Texto fornecido
● ● ●

O normal seria a nação inteira se mobilizar em solidariedade aos envolvidos nesse acontecimento trágico; algumas autoridades de forma quase inútil aproveitarem a oportunidade para condenar o armamentismo da sociedade. Mas não, ocorreu justamente o contrário.. O site de extrema direita InfoWars (https://www.infowars.com/) considerou o ataque uma "gigantesca encenação" do governo Democrata na tentativa de aprovar o confisco das armas dos cidadãos americanos.

Os pais das crianças passaram ser alvo de todo tipo de ameaça, alguns sendo obrigados a se mudar e se verem impossibilitados de visitar o túmulo dos seus filhos. À dor de ter um filho assassinado se juntou a situação de ter que viver escondido dos extremistas.

● ● ●

O que se pede
Reproduza sem alterações o trecho do texto fornecido que começa em "Os pais das" e termina em "escondido dos extremistas.", incluindo essas palavras.

● ● ●

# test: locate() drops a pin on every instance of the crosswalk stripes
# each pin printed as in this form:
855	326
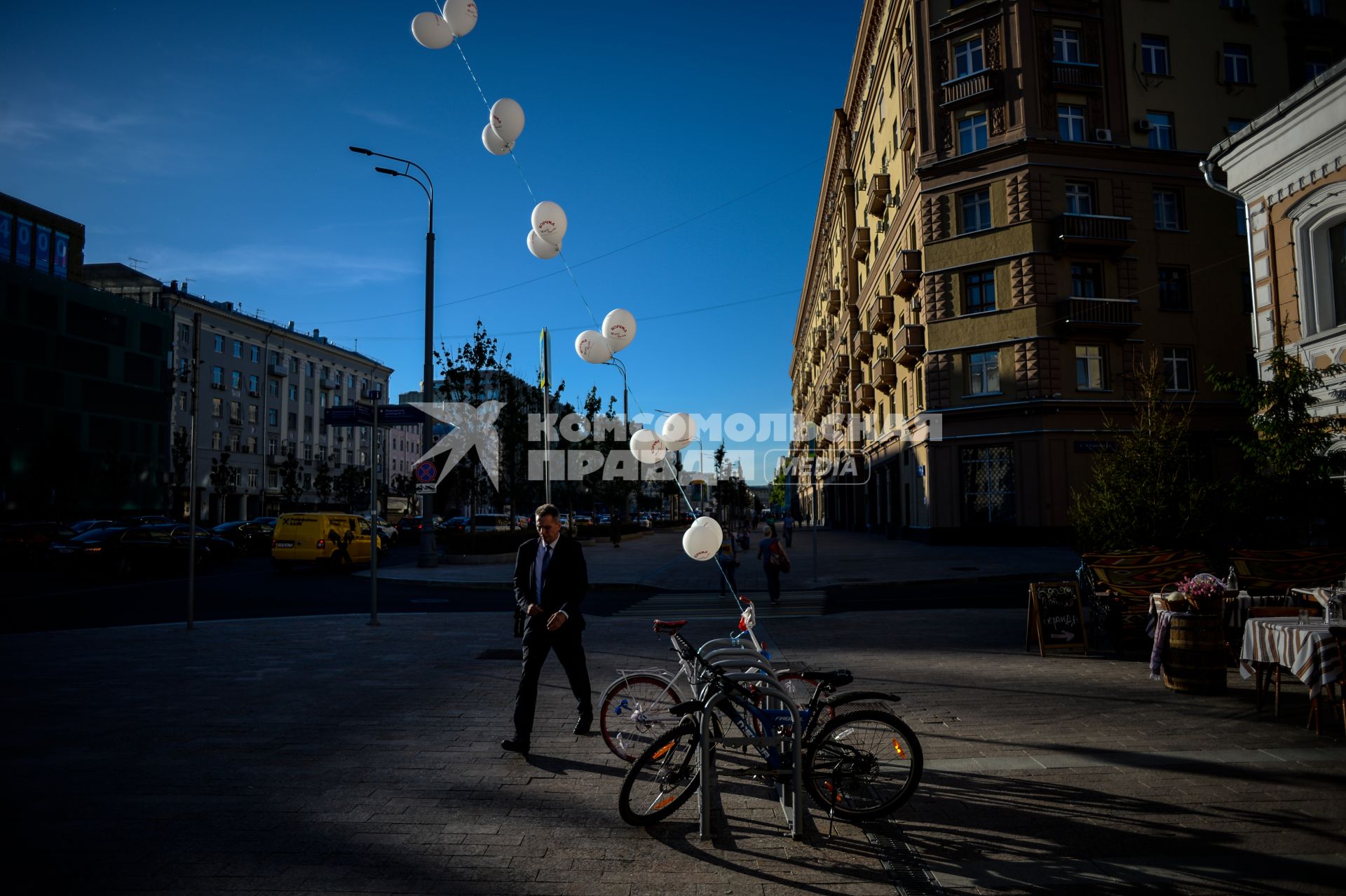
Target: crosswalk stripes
711	606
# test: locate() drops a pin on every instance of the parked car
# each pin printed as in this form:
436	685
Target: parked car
247	536
124	552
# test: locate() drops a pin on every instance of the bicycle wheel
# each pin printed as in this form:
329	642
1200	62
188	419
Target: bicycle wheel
863	764
634	712
662	778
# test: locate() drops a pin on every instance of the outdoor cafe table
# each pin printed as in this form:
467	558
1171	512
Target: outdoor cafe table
1307	650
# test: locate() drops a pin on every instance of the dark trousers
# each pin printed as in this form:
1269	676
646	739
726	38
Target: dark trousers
773	581
570	651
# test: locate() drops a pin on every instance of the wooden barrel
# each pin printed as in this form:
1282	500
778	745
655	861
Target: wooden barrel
1195	661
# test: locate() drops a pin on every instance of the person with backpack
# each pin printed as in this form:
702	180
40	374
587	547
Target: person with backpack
774	563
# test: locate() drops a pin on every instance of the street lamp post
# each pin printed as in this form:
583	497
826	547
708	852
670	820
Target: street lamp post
428	550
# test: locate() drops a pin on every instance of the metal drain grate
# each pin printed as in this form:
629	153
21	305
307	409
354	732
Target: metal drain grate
906	869
516	656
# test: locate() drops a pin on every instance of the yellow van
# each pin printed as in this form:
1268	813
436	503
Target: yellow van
336	540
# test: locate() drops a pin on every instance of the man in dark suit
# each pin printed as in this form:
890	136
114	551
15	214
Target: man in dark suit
550	584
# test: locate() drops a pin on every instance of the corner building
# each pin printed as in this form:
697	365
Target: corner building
1011	221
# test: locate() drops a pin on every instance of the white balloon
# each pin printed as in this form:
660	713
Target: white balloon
703	538
648	447
461	16
431	32
679	431
620	329
494	144
541	249
550	221
591	346
508	120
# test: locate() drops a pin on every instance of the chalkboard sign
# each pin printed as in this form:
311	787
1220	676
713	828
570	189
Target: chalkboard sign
1056	616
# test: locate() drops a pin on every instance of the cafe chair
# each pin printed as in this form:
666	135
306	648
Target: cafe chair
1265	676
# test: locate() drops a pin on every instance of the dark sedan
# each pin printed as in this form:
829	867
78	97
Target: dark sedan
250	537
121	552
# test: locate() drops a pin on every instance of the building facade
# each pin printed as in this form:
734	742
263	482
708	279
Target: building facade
263	388
1011	224
1287	165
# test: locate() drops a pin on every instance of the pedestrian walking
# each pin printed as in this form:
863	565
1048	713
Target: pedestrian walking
550	584
728	562
773	562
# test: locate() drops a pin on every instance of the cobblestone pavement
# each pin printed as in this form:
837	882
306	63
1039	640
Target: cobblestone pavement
320	755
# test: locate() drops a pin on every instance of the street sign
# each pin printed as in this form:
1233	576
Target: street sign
400	416
349	416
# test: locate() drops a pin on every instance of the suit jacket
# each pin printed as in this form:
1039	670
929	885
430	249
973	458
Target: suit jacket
564	588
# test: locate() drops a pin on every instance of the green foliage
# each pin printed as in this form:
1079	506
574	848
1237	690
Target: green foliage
1150	490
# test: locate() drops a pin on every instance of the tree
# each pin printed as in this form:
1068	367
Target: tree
290	487
1289	494
1146	490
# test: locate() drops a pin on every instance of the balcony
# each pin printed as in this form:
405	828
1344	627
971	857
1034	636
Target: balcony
1076	74
881	315
860	244
968	89
878	194
863	348
864	398
1097	314
909	345
908	130
1099	232
906	272
885	374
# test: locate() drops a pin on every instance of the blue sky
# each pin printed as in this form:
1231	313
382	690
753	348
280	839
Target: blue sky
210	140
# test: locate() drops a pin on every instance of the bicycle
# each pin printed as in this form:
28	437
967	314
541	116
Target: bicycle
634	710
858	766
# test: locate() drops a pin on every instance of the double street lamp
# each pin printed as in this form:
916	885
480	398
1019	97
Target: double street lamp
428	549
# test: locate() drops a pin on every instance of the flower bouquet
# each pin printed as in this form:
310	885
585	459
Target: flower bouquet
1202	592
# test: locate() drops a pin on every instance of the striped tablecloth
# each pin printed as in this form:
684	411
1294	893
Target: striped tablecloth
1309	651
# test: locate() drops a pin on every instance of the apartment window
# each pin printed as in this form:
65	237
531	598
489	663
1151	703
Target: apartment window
1167	210
972	133
1078	198
1085	280
1239	64
979	291
1065	45
1161	130
975	210
987	486
968	58
1173	290
1091	367
1154	54
1070	121
1178	369
984	373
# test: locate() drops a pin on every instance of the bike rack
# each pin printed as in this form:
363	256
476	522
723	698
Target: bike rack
794	809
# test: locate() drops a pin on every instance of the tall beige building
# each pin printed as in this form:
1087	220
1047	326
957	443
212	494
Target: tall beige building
1011	221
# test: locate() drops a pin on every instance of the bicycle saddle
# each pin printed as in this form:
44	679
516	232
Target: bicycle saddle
835	679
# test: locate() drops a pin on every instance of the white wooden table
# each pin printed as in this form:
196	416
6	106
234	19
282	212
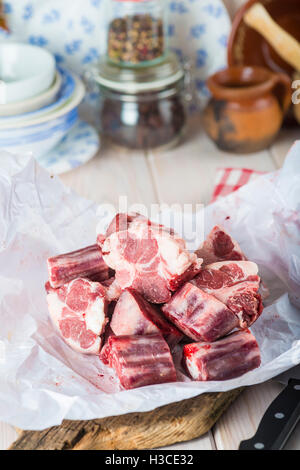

● ● ●

Resolução do exercício
Os pais das crianças passaram ser alvo de todo tipo de ameaça, alguns sendo obrigados a se mudar e se verem impossibilitados de visitar o túmulo dos seus filhos. À dor de ter um filho assassinado se juntou a situação de ter que viver escondido dos extremistas.